### [PASSAGE SHOWN]

=-=-=

Annexation to a City Government

Introduction

"Annexation to a city" means expanding the city's boundaries to include more territory. Annexation results in extending city services, city regulation, city voting privileges, and city taxing authority to the annexed territory. “Territory” is the term generally used to describe land in cities, while “area” generally refers to the land in boroughs.

Narrative

Any proposed boundary change, including annexation, must be approved by the Local Boundary Commission (“LBC” or “commission”). State law requires certain standards be met, and certain procedures be followed in order for the commission to approve a proposed annexation. In other words, the mere filing of a petition does not ensure that the proposed annexation will occur. If the LBC approves the petition, in most cases, either the voters need to approve it, or the Legislature must not disapprove it for the annexation to take effect. (see “Petition Methods” below for more information). Annexation requires a large commitment of time and resources. Before any decision is made to begin work on an annexation petition, a lot of thought should be given to the need for annexation as well as which method to use. This document provides basic information about city annexation; however, annexation is a complex matter that cannot be covered completely in this brief overview.

Frequently Asked Questions

Who can provide information regarding annexation to cities?

There is a Local Boundary Commission staff. The LBC staff is located within the Division of Community and Regional Affairs. That division is within the Department of Commerce, Community, and Economic Development. The staff is available to provide technical assistance, petition forms, and sample annexation materials to anyone interested in petitioning, and is available to provide materials and information to those interested in responding to a petition. The staff also provides general information to any other interested individuals or groups.

If an individual or group does not want annexation, will the state provide information to them?

Yes. LBC staff will provide information about how to submit comments, or how to submit a responsive brief. Submitting a responsive brief allows any interested party to be identified as a "respondent" in the annexation proceeding. Being identified as a respondent provides certain procedural rights at the commission's public hearing. These rights include being able to present witnesses and to give opening and closing arguments. The staff can also explain the standards and procedures.

Why do cities seek to annex?

Some cities seek to annex in order to include people or other property owners who want to be within the city. Other cities seek to annex so that facilities such as a harbor or power plant are within city boundaries. Still other cities seek to annex to gain more tax revenue.

Who can start an annexation petition?

A petition for annexation may be started by:

  • a city;
  • a borough;
  • a regional educational attendance area (REAA);
  • at least 10 percent of the resident registered voters of a city, borough, or REAA;
  • at least 10 percent of the registered voters in the territory proposed for annexation;
  • the Legislature;
  • the commissioner of the Department of Commerce, Community, and Economic Development;
  • a person designated by the Local Boundary Commission.

What is the procedure for annexation?

Most petitions come from either municipalities (boroughs and cities) or citizens. The petitioner drafts the petition, proposes the boundaries, and, if the petition is initiated by citizens, gathers signatures. If the petition is initiated by a municipality, then the proposed boundary change would first need to be discussed at a publicly-noticed city council meeting. People can attend such a meeting, or otherwise make their views known to the potential petitioner. It is possible that such input could result in a petition not being filed, or filed with different boundaries. When a petition is submitted, the LBC staff first performs a technical review which verifies that the petition includes everything necessary and required by statutes and regulations, rather than performing an analysis of the merits of the petition. If the petition does not include all of the necessary information, the staff sends it back to the petitioner to complete. If a petition is accepted for filing, there is a publicly-noticed opportunity for the public to submit for written comment. A person or entity can also become a “respondent.” A respondent has the opportunity to file a brief in response to the petition, and to present witnesses at the hearing. This gives a respondent the opportunity for greater input before the commission.

=-=-=

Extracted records
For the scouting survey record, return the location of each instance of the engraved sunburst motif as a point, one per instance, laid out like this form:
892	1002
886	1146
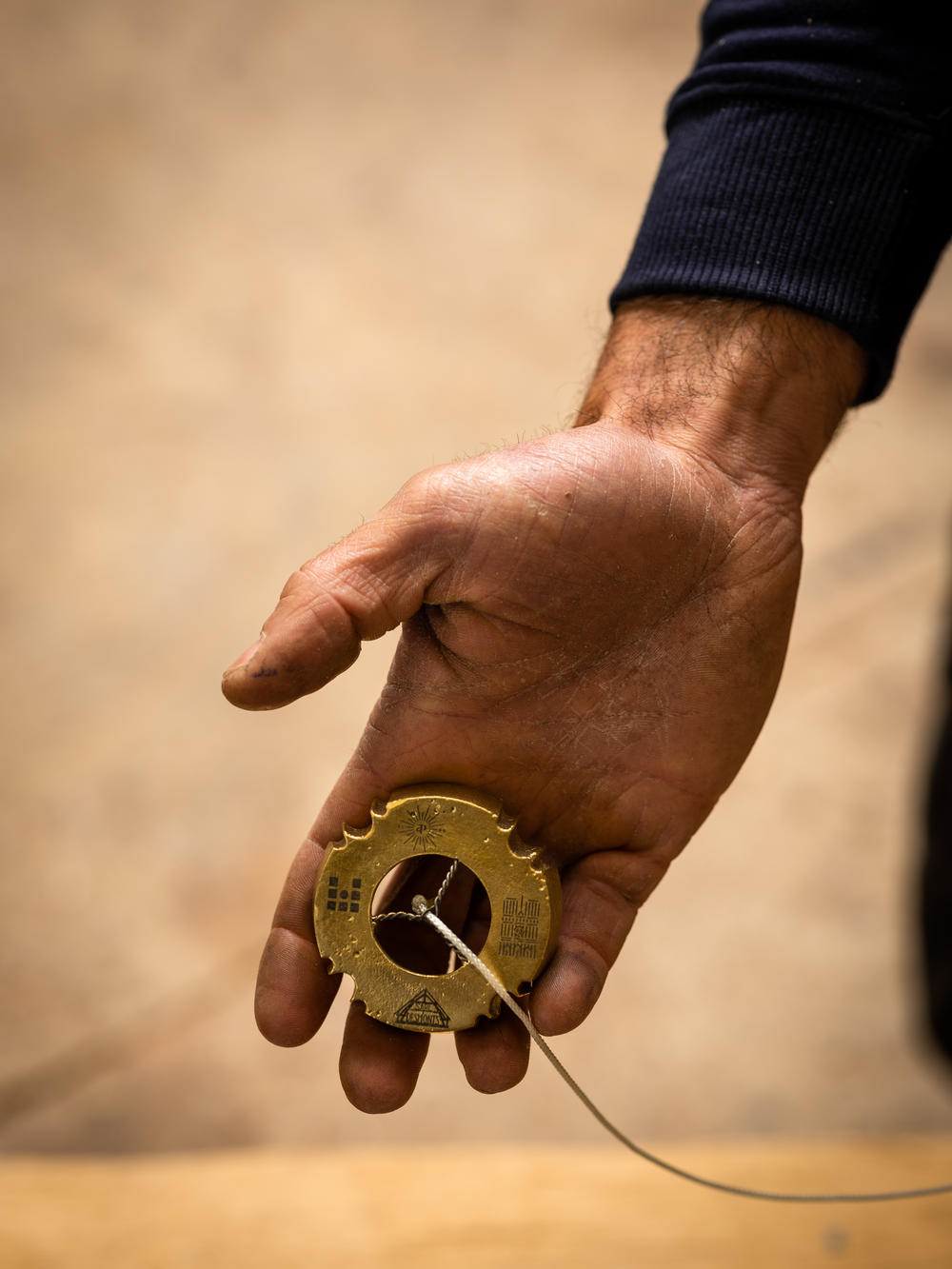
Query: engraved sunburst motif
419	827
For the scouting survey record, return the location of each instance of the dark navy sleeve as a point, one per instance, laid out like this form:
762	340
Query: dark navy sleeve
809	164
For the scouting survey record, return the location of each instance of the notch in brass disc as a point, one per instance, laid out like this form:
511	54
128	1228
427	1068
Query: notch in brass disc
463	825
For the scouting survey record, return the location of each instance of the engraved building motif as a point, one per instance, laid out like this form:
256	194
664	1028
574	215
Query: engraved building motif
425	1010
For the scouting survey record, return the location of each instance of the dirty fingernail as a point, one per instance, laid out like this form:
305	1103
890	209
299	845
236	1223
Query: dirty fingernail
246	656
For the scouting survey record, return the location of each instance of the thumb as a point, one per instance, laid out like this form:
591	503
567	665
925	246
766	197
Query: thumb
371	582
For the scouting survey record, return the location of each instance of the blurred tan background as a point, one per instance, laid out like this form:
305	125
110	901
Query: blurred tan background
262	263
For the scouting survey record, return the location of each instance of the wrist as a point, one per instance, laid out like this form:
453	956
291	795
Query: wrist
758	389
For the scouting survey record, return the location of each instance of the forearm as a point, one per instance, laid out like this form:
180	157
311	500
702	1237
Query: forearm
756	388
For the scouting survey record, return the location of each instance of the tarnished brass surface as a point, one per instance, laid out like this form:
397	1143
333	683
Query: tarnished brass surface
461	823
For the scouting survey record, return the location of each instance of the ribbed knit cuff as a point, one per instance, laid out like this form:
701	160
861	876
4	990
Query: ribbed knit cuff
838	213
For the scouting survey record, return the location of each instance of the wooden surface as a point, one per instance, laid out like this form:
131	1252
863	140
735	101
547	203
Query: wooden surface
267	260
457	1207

=-=-=

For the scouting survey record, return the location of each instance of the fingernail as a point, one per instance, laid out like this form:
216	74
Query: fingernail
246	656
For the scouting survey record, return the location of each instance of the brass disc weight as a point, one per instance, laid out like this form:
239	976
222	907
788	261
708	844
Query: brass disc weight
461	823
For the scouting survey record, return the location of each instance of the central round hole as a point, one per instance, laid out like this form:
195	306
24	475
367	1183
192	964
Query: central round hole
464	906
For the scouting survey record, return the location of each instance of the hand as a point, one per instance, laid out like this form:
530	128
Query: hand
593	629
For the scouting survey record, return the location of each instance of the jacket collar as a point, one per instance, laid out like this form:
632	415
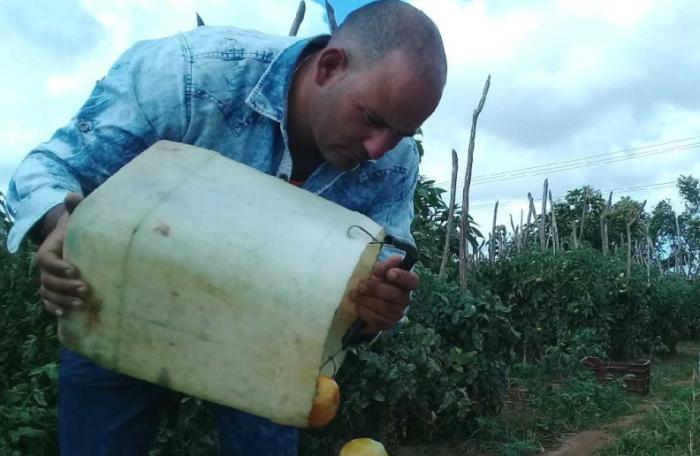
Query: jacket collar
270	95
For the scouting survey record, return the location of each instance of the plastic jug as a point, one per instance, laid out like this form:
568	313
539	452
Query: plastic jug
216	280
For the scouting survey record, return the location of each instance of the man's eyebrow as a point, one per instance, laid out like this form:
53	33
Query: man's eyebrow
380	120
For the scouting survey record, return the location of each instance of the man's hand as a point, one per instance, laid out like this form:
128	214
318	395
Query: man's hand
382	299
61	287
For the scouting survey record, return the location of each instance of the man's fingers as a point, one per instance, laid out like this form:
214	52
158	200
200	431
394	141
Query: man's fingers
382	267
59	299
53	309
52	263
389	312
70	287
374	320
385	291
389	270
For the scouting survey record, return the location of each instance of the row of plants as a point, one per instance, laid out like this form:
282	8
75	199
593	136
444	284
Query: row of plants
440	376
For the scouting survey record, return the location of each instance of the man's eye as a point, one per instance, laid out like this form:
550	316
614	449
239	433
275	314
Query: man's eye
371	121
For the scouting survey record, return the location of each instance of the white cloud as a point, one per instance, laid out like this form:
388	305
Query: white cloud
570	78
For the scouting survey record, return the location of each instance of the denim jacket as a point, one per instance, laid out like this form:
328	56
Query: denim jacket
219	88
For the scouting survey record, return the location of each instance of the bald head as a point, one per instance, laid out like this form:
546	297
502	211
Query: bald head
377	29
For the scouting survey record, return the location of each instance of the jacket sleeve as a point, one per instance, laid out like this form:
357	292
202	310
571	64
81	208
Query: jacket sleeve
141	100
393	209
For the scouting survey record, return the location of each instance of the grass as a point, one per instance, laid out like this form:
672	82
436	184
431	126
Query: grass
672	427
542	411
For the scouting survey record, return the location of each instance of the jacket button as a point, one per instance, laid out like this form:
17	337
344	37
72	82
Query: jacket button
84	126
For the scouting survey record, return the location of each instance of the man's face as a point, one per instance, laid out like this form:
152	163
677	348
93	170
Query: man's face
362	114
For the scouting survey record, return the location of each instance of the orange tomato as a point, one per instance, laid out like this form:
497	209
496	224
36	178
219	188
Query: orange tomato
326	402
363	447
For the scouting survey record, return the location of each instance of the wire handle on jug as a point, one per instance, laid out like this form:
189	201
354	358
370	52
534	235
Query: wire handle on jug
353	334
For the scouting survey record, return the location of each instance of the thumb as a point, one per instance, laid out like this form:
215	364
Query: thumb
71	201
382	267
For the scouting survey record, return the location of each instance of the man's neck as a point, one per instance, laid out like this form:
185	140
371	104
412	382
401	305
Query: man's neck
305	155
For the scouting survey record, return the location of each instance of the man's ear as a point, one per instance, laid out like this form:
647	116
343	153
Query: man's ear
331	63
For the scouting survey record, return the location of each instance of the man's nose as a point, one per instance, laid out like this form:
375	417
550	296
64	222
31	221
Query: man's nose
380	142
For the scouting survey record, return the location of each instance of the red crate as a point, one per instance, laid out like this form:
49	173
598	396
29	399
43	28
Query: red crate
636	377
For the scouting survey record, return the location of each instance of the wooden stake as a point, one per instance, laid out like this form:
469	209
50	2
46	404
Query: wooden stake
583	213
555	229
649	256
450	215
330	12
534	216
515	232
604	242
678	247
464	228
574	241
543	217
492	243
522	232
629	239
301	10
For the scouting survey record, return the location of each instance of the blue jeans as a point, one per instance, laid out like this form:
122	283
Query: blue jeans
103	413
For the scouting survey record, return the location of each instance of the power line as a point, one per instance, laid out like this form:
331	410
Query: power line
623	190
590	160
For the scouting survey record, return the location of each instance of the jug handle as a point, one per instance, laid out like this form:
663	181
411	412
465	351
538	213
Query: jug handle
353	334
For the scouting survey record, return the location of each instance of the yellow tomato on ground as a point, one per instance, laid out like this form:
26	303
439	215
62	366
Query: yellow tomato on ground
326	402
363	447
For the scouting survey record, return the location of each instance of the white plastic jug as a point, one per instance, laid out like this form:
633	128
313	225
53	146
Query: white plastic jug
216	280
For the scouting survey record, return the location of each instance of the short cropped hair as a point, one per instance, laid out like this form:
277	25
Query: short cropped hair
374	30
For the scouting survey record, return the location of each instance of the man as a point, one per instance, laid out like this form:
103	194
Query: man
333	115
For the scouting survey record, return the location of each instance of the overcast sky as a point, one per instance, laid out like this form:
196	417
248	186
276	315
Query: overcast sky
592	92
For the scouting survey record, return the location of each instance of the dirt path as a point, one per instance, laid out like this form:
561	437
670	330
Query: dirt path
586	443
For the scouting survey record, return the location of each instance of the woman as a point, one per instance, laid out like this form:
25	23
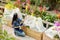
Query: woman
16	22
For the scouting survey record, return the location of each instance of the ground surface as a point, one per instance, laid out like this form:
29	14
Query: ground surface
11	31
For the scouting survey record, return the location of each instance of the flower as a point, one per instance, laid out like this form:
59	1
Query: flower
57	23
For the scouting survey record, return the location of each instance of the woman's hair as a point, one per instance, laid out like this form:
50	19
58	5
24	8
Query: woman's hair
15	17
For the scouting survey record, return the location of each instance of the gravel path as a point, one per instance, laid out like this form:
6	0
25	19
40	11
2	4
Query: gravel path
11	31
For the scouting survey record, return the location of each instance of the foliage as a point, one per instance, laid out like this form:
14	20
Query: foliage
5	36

=-=-=

### [EXERCISE DESCRIPTION]
Continue the overview of city annexation from the point where the passage stops. The rows are not needed for any of this.

### [WRITTEN RESPONSE]
Next, the staff analyzes the petition to see whether it meets the standards or not. In doing so, it considers the petition, briefs, and comments submitted. The staff then issues a public report with its findings. People can comment on that report, and say why they feel the report is correct or incorrect in its findings. The staff considers those comments, and then issues a second report with its findings. The findings could change from the first report based on the comments submitted. After public notice, the commission will hold its hearing, and parties can present witnesses, and the public has an opportunity to speak. After the hearing, the commission will carefully consider all of the testimony, materials and comments submitted in determining whether the petition meets the standards. It will then approve, amend, or deny the petition. A petition generally takes about a year before the LBC holds the hearing and issues a decision, mainly because of the extensive opportunity for public comment, and because of the two written reports by staff analyzing the petition. A “unanimous consent” petition (see below) can take much less time.

Petition Methods

State law establishes procedures for several different types of annexation by legislative review (authorized by Alaska's constitution) or by local action (authorized by statute):

Local Action:

  • Annexation by Vote. A territory can be annexed through an election. If the commission approves the petition, then the question is then placed on the ballot. A majority of voters in the territory proposed for annexation, and a majority of voters in the annexing city must approve the ballot measure before the proposed annexation can take effect.
  • Annexation of Adjoining City-Owned Property. City-owned property that adjoins the city boundaries may be annexed. The city council must adopt an ordinance and then petition the Local Boundary Commission. The LBC must then approve the petition.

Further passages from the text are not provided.